Dear Fellow Diver:
To many travelers, the stone statues of Easter Island
are reason enough to travel there. After all, the Moais,
as they are called, stand more than twenty-five feet high
and weigh up to fifty tons, and were mysteriously moved from
where they were carved to various spots around the island.
But to divers, the underwater mysteries may be just as
unique. One of our reviewers traveled to Chile’s Isla de
Pascua (or, in the native tongue, “Rapa Nui” or “Te Pito te
Henua” -- the world’s belly button) to explore above and
below. As it is 2,300 miles off the Chilean coast, and
2,300 miles south east of Tahiti, reaching this Polynesian
island requires a long journey. Once there, however, you
are sure to be enthralled by the archeological treasures and
the unique diving in gin-clear waters.
* * * * * * * * *
Stepping off the plane, I smelled the dark, sweet air
of the tropical night. After clearing customs I was met by
Martin who, with his wife Anita, runs the Martin Y Anita
Hostel where I would be staying. He greeted me in the Rapa
Nui language and draped a flowered lei around my neck.
Switching to English after entering his SUV, he told me
about the island as we headed for the town of Hanga Roa.
It was after 2 A.M. when I at last entered my room and
passed out on the bed.
The next morning dawned clear and windy. For the
first time I could inspect my room. The wallpaper was
faded and the furniture sparse. However, the double bed was
comfortable, the room was clean, and the well kept thirteenunit,
one-story, Spanish-style hotel was surrounded by a
lovely garden. For $50 a night I got maid service and
breakfast with other guests in a common room with hot tea fresh orange juice, muffins, and conversation.
From my e-mails, Martin knew I had
come to dive. After I organized my camera
gear, he drove me to the harbor, a
small, protected cove with half a dozen
dories. On the rise above the harbor’s
entrance stood an ancient stone Moai, one
of the famous Easter Island statues.
Mike (pronounced “Mickey”) Rapu is
a native islander, a world-class free
diver, and owner of the Mike Rapu Dive
Center, one of two scuba-diving concessions on this seven-by-fourteen-mile island.
Big and hearty, he spoke no English, but his dive master Claudio Pena did. The dive
center was small, but the equipment was well maintained. Rental suits and regulators
hung on a wide rack in an open room with a small conference table and computer.

▶ [Exercises to complete]
1. According to the Easter Island dive report, what did a night at the Martin Y Anita Hostel cost?
2. Continue the Easter Island dive report from its last sentence.

[Records held in a dataset]
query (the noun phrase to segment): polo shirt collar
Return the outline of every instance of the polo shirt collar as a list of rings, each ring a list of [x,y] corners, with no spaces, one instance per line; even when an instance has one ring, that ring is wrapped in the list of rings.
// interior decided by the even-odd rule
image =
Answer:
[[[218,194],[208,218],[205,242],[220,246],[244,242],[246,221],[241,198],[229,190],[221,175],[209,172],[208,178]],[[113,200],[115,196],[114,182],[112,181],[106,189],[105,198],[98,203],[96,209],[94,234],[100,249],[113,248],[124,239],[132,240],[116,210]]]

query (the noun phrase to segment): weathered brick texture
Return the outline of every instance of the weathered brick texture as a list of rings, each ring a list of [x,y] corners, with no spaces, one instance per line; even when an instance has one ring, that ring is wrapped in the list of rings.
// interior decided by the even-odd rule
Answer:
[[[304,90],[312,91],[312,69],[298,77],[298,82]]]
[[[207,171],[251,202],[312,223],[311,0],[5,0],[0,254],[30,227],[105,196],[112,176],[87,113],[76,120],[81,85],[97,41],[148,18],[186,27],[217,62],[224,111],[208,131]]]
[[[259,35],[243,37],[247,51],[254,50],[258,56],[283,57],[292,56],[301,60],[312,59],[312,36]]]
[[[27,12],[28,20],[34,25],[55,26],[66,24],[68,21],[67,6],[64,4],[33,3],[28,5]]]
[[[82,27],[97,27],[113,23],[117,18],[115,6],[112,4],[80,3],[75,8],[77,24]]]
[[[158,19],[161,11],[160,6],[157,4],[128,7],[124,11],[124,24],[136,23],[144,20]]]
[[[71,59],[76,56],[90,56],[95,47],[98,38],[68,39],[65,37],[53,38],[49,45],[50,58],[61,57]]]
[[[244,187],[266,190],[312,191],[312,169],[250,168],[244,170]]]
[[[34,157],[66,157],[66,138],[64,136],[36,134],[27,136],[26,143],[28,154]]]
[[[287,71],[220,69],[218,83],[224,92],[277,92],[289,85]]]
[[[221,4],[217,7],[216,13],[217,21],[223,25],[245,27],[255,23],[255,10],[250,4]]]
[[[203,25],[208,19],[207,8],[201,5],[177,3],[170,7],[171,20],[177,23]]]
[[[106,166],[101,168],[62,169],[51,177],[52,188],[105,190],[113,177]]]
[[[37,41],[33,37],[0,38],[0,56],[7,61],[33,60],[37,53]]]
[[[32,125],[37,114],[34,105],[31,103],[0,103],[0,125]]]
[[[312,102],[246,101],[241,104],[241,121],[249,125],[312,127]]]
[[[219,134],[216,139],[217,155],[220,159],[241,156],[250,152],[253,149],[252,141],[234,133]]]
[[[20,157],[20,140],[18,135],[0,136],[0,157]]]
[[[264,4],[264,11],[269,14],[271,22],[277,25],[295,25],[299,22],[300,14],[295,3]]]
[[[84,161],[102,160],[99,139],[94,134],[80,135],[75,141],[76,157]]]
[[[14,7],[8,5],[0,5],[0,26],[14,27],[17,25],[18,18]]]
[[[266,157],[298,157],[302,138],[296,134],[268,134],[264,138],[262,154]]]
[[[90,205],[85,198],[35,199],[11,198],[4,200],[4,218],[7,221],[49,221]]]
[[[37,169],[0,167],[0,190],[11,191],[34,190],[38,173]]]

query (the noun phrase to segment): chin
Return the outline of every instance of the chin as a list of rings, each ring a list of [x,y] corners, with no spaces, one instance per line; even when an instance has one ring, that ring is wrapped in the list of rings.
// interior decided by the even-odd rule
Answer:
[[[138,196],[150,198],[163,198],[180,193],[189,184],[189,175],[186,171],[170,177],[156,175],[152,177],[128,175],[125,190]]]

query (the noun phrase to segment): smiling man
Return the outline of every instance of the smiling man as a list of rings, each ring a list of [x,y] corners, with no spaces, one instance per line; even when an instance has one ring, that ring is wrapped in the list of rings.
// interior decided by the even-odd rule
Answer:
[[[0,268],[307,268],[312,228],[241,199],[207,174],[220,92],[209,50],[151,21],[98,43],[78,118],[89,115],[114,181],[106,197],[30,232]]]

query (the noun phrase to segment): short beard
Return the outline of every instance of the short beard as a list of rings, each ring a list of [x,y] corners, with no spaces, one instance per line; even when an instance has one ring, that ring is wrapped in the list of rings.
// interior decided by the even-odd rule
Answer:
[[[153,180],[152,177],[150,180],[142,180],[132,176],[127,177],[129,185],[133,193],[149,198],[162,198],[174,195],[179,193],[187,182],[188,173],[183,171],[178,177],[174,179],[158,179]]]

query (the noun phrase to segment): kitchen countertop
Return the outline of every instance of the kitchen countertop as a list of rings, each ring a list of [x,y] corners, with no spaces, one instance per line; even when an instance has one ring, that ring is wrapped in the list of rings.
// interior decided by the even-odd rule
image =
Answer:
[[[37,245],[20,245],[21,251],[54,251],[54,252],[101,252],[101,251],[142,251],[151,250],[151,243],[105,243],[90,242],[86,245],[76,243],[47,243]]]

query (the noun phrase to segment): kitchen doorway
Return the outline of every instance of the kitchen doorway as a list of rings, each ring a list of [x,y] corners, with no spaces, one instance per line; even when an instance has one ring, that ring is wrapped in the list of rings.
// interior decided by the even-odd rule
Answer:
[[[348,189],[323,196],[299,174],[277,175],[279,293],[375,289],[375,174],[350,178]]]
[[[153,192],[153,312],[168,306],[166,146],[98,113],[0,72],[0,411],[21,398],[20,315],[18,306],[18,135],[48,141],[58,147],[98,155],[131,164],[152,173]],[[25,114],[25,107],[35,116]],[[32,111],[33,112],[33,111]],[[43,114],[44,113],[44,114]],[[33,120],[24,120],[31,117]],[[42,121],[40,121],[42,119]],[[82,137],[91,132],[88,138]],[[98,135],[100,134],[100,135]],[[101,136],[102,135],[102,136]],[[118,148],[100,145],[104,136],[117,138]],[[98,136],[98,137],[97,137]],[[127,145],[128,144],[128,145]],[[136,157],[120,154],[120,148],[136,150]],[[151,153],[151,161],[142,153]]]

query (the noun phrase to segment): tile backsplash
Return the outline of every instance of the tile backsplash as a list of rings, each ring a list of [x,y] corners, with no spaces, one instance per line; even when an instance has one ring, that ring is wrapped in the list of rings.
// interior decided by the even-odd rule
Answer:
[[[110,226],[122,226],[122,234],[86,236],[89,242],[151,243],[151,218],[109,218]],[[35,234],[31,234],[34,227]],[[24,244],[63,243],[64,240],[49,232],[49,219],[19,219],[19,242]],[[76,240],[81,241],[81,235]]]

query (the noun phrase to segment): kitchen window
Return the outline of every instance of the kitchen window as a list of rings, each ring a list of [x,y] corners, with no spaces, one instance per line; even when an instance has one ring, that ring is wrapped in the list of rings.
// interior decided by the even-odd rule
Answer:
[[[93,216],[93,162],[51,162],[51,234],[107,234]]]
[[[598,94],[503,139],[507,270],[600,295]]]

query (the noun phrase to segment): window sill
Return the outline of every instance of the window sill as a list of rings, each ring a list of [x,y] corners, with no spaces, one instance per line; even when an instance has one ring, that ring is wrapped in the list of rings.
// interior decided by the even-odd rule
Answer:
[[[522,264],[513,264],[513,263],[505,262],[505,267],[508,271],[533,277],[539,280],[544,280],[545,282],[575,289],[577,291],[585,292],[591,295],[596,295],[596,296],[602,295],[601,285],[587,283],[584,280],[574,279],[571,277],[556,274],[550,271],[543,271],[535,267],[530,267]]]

▶ [Results for each task]
1. $50 a night, which included maid service and breakfast.

2.
They filled their tanks with a portable compressor near the entrance. After checking
my C-card and experience, Claudio fitted me with a steel tank (5000 psi), BC,
regulator, and weight belt (I brought my own mask, fins, and snorkel), all included
in the $50/dive price tag. I had brought a light surf suit to dive in, which was
comfortable enough for me, though the water hovered at 71 degrees, about the yearround
temperature.
After lunch, the staff loaded the dive gear on a cart and wheeled twenty
feet to the edge of a concrete embankment lining the tiny harbor. They loaded it
onto a traditional fourteen-foot wooden fishing dory outfitted with an outboard
motor. Boatman Christian Saavedra maneuvered our craft out through the crashing
surf (rough seas surrounding the island make beach diving impractical). My companions
were a couple from Santiago. Like most Chileans and local island residents I
met, they spoke a smattering of English, so communication was never a problem.
Nearing our dive site, Claudio put on his mask and stuck his head under the
surface to find a clear spot to anchor. After searching for a few moments, he
motioned for us to stop and tossed over the anchor. One by one we entered the
water. Christian handed me my housing and I followed Claudio into the deep.
Conditions were murky and I wondered whether I had made a mistake coming here. Yet
thirty feet later the cloudy water cleared and I entered a coral Eden. Thousands of
individual stands of live coral blanketed the ocean floor, leaving little open
space. No wonder Claudio needed a mask to find a spot to drop anchor.
Surrounding us was the clearest, bluest water imaginable. Visibility exceeded
one hundred feet. Swimming northward, I saw what appeared to be an enormous rock,
but it was a huge sphere of coral, sixteen feet in diameter, named “Motu Kare Kare.”
I moved under an overhang and out of the sun while the couple explored the other
side. I turned on the underwater lights of my Ikelite strobes and examined the
ceiling, a honeycomb of porous volcanic rock. Red and white stripped soldier fish
darted between the rocky pockets. I swam out into the light and hovered above the
coral summit. Tiny purple damselfish scooted between the coral fingers as I
approached. With 700 psi left, I worked my way to the surface, handed up my gear,
and climbed over the gunwales to get back into the dory. I dived several more days
with Mike Rapu’s friendly crew. They were helpful to me and inexperienced divers,
friendly, and made sure I went to the best dive sights. Still, it was time to talk
to the other guy.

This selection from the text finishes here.